■ Problem ■
State the number of lines in the records that contain "white", with no other words.

■ Records for this exercise ■

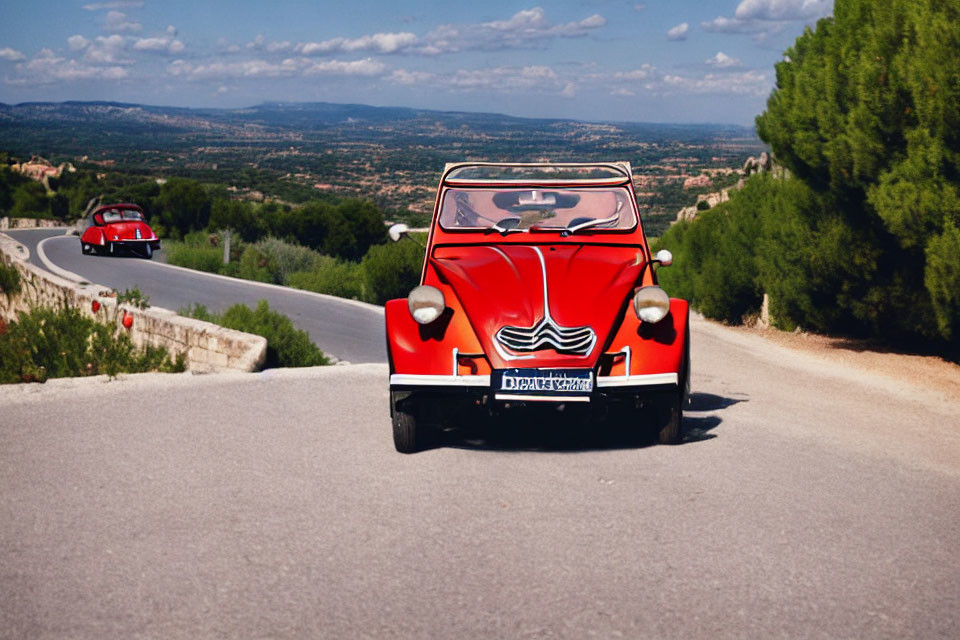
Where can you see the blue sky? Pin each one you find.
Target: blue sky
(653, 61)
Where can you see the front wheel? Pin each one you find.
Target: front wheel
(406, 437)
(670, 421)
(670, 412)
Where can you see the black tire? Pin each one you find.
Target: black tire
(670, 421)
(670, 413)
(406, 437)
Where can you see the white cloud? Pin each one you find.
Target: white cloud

...

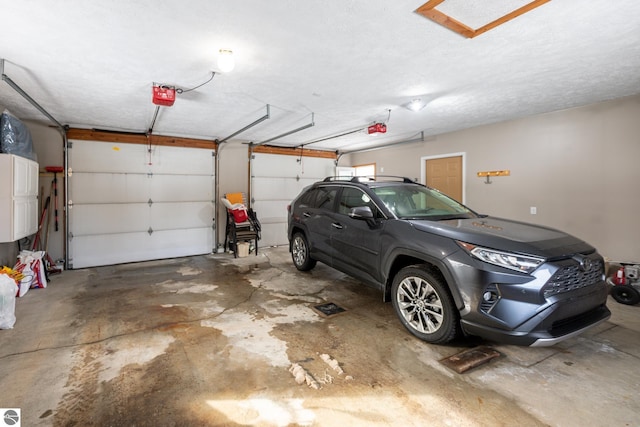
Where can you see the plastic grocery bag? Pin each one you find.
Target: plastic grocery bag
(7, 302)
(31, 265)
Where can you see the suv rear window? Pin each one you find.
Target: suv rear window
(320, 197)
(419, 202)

■ Result of this exercise ■
2